- _RECORDED DATA_:

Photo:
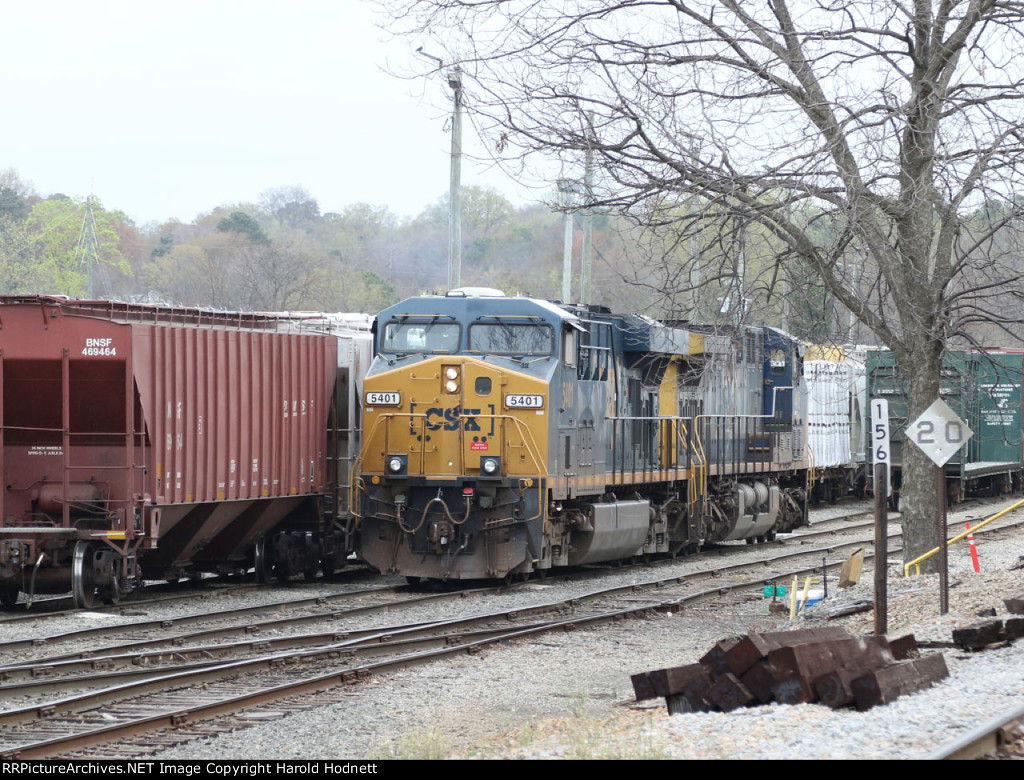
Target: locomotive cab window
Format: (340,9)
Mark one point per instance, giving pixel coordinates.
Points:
(512,339)
(412,336)
(776,360)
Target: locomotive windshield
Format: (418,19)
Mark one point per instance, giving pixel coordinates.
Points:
(411,336)
(519,339)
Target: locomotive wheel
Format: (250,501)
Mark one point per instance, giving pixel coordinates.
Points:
(83,575)
(8,594)
(111,593)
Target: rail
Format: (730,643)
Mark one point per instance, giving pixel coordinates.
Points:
(915,563)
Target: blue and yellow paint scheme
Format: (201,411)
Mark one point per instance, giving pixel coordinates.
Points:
(508,435)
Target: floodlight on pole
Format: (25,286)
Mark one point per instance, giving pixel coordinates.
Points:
(455,181)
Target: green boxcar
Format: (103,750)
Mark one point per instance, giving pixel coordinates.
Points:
(985,391)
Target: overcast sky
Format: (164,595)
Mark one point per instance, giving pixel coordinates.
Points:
(169,110)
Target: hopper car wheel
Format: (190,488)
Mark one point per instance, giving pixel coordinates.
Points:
(83,575)
(260,564)
(8,594)
(312,559)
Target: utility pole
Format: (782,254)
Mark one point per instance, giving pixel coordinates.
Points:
(87,249)
(455,179)
(567,189)
(455,196)
(588,216)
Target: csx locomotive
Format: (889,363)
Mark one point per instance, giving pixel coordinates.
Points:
(505,436)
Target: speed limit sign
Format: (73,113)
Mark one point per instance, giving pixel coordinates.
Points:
(939,432)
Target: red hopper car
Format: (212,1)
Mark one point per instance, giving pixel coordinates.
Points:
(172,440)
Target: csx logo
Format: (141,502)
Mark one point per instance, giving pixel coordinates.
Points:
(449,419)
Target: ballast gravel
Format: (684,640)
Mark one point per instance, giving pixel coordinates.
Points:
(568,696)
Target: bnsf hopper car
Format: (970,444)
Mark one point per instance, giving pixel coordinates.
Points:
(165,441)
(984,390)
(504,436)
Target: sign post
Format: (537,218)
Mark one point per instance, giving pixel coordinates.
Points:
(939,433)
(883,487)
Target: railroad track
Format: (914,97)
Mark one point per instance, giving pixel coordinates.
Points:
(278,678)
(1001,737)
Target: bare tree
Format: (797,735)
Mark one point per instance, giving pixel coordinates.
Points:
(859,136)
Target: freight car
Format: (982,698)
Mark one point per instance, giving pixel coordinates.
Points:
(505,436)
(985,390)
(837,421)
(171,441)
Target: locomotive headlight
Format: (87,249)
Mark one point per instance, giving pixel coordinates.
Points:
(491,467)
(396,464)
(452,377)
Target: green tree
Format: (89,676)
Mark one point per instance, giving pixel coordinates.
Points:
(61,236)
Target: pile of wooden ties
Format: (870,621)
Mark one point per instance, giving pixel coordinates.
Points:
(823,664)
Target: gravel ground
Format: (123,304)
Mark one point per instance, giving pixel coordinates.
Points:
(568,695)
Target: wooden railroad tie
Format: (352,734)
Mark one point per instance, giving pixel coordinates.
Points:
(822,664)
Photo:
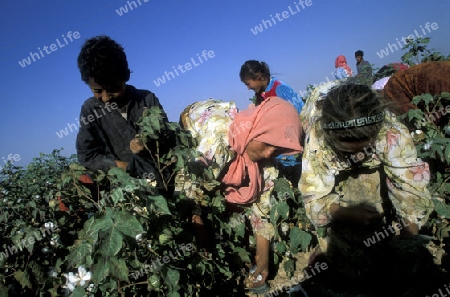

- _TRY IT_: Return the whole listing word for word. Pictures stay out of it.

- _ANSWER TO THE PROBLEM_:
Photo:
Target: locomotive cab window
Format: (340,9)
Mark one point per instance, giving pixel coordinates.
Points:
(512,339)
(412,336)
(776,360)
Target: locomotive windshield
Format: (418,19)
Mark one point per instance, giving pixel coordinates.
Points:
(411,336)
(519,339)
Target: locomotive wheel
Format: (250,501)
Mark one point per instance, giving pixel coordinates.
Points:
(83,575)
(8,594)
(111,593)
Target: rail
Format: (730,643)
Mark one point per instance, giving pixel coordinates.
Points:
(915,563)
Target: blue and yellow paint scheme
Format: (201,411)
Mark one point per instance, giving pixel coordinates.
Points:
(508,435)
Target: floodlight on pole
Format: (25,286)
Mark one point per instance, giving pixel coordinates.
Points:
(455,181)
Target: green boxcar
Format: (103,750)
Mark one point per instance, giving pixel coordinates.
Points:
(985,391)
Target: overcast sky
Format: (164,595)
Mark one point per instance, giving pixel coordinates.
Points:
(169,110)
Target: hopper car wheel
Format: (190,488)
Mark one point per instance, giving pixel coordinates.
Points:
(83,575)
(260,564)
(8,594)
(312,559)
Target: utility pole
Format: (782,254)
Mark one point per instance, giving pixel coordinates.
Points:
(87,249)
(455,179)
(567,189)
(455,196)
(588,216)
Target: csx locomotive
Format: (889,363)
Mark one point per instance, giving pixel coordinates.
Points:
(505,436)
Target: speed limit sign
Format: (73,113)
Mark one point per instance, giving pixel coordinates.
Points:
(939,432)
Target: red hopper car
Format: (212,1)
Mark one point per instance, giving pixel coordinates.
Points:
(172,440)
Target: csx logo
Format: (141,502)
Mark one point per instance, giving pixel coordinates.
Points:
(449,419)
Target: ballast gravel
Format: (684,640)
Mark one point per instance, giving pixel coordinates.
Points:
(568,696)
Target: bnsf hopper car
Format: (970,444)
Mark one point per instance, giving pixel coordinates.
Points:
(165,441)
(984,390)
(504,436)
Target: sign post
Format: (537,218)
Mark one point per instance, giving pixel coordinates.
Points:
(939,433)
(883,487)
Target: railroad track
Format: (914,97)
Mark one point per instance, giving pixel coordinates.
Points:
(278,678)
(1001,737)
Target: bare tree
Format: (797,735)
Mark one point per instance, giving pixel coordinates.
Points:
(859,136)
Target: freight car
Format: (982,698)
Mark one point per instance, giving pixel coordinates.
Points:
(505,436)
(985,390)
(837,421)
(171,441)
Target: locomotive headlight
Format: (87,249)
Mark one point per instance, giving pixel coordinates.
Points:
(491,467)
(396,464)
(452,377)
Target: green tree
Format: (89,676)
Mark one point per instance, giving pixel coordinates.
Points:
(61,236)
Target: pile of wooden ties
Format: (870,621)
Mark one point per instance, giving pixel coordinates.
Points:
(823,664)
Target: gravel ground
Format: (123,304)
Mark one point per instance, giving pixel coordinates.
Points:
(568,695)
Target: wooden railroad tie
Format: (352,734)
Mark one point per instance, giving pixel coordinates.
Points:
(822,664)
Photo:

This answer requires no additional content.